- _Requirement_:
The records below are to be set down again exactly, with the pictures left out.

────────────────

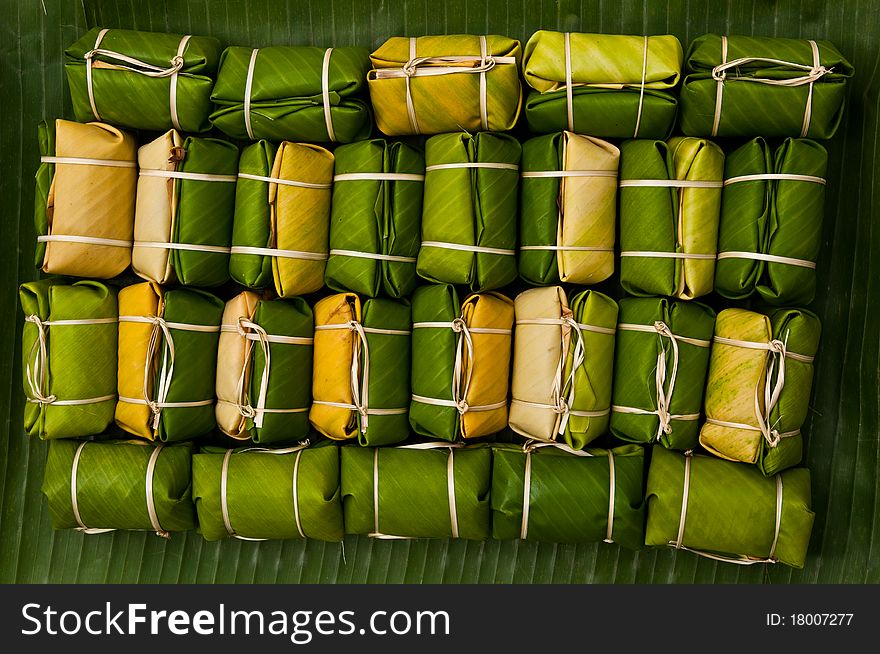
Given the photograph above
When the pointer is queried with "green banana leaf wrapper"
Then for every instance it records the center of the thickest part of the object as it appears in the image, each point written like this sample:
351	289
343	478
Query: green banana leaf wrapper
72	362
751	105
569	495
567	224
635	411
201	211
125	95
112	482
195	364
270	493
731	509
290	380
480	406
429	85
375	216
252	221
772	218
669	234
740	374
288	101
618	89
467	207
416	488
562	362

────────────────

- _Answer section_:
Given the photograph above
When the pointer is queried with "green banana leaf wrapper"
Then for every instance it records the center of the thickest part of the object as it appears in the image, each point written like this sample:
351	289
343	478
Query: green banana leaf wrapper
72	362
751	105
569	495
567	224
635	411
201	211
125	95
112	482
195	364
270	493
731	509
290	380
480	406
429	85
375	216
252	221
772	218
669	234
740	374
288	101
618	89
467	207
416	488
562	362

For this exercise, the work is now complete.